Written request
Print the line that contains "TARGET = white window frame" and every line after it through the last line of the records below, exactly as written and nothing else.

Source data
========================
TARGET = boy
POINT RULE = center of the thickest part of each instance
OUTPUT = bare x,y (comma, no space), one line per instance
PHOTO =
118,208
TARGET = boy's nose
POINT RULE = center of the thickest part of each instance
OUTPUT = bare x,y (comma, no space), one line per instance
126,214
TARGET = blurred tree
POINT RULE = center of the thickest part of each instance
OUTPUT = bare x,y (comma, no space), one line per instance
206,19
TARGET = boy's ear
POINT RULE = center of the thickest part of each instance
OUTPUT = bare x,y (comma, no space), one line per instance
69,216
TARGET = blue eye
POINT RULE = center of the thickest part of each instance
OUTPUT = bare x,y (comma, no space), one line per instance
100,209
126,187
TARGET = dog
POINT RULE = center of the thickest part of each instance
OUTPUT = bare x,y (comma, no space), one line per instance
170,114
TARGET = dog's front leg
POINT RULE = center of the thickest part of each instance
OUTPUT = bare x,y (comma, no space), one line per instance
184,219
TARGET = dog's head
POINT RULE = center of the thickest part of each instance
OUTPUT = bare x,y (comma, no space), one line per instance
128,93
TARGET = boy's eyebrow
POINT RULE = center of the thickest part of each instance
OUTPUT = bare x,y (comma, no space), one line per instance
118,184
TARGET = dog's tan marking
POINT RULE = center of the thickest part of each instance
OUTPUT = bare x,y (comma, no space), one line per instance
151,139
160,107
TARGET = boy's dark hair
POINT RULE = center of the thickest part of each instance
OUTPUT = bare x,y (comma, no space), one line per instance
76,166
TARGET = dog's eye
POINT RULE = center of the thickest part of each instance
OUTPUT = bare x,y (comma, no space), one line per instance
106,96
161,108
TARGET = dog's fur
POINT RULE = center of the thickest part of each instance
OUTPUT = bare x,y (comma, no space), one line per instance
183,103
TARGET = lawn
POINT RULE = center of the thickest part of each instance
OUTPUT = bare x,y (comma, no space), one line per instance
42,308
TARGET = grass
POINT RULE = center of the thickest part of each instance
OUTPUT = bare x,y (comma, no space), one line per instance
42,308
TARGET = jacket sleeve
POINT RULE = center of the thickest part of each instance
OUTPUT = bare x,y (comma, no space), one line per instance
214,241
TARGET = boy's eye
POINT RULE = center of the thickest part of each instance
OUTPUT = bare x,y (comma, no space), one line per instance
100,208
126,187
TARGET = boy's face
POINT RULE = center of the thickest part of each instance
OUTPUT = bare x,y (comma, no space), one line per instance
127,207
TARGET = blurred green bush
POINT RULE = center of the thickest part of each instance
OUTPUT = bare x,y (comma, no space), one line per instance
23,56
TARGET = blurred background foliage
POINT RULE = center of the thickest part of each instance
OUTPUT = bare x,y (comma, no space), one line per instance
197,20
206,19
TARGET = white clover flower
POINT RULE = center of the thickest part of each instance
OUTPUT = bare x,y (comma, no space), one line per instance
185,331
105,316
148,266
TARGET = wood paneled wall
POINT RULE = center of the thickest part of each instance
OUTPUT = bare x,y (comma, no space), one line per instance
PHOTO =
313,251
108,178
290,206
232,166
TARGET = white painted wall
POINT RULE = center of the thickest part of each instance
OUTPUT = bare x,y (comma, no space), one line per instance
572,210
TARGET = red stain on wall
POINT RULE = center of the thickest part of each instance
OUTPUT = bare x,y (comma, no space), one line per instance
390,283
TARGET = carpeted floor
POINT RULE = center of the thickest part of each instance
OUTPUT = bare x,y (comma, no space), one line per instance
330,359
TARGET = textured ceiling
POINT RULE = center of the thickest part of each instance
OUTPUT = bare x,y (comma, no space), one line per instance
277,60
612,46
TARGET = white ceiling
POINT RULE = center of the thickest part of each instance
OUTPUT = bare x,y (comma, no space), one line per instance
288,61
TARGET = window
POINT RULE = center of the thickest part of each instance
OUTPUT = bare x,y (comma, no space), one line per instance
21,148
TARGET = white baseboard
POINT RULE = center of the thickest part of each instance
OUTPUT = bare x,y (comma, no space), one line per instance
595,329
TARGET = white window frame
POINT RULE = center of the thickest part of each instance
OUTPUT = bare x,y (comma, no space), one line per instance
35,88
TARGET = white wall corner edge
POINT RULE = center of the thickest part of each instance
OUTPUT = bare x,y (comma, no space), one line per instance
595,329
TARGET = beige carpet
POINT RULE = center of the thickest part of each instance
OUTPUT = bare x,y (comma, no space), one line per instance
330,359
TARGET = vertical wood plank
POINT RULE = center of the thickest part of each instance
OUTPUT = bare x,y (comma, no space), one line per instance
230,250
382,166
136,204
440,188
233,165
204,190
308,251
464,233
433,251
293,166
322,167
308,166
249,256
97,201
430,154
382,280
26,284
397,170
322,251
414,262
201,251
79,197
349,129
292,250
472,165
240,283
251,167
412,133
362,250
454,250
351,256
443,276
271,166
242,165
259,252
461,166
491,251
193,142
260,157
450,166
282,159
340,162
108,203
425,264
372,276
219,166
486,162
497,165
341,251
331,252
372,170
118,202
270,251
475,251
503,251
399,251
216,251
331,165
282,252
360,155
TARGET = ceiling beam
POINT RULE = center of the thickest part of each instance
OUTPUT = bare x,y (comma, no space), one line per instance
========================
Exercise output
TARGET = white window frame
POINT RULE = center of the thickest part of each instance
OUTPUT = bare x,y (comma, no space), one line per instance
35,88
TARGET = white wall corner edge
POINT RULE = center of the thickest part of each instance
OUTPUT = bare x,y (comma, no space), one line per instance
595,329
TARGET = beige carpet
POINT RULE = center of the thickest part of each instance
OUTPUT = bare x,y (comma, no space), one line per instance
330,359
TARGET = vertical wood plank
POINT RULE = center of the thickest part of each instance
OUTPUT = bare x,y (comma, no space), one line per instance
230,250
382,166
136,204
440,188
233,165
204,190
308,251
464,233
433,251
293,166
322,167
308,166
249,256
97,201
430,154
382,280
26,284
397,170
322,251
414,262
201,251
79,197
349,129
292,250
472,165
240,283
251,167
412,133
362,250
454,250
351,256
443,276
271,166
242,165
259,252
461,166
491,251
193,142
260,157
450,166
282,159
340,162
108,203
425,264
372,276
219,166
486,162
497,165
341,251
331,252
372,170
118,202
270,251
475,251
503,251
399,251
216,251
331,165
282,252
360,155
TARGET = ceiling beam
POINT RULE = center of the thickest part of each instance
OUTPUT = bare x,y (comma, no space), one line per instance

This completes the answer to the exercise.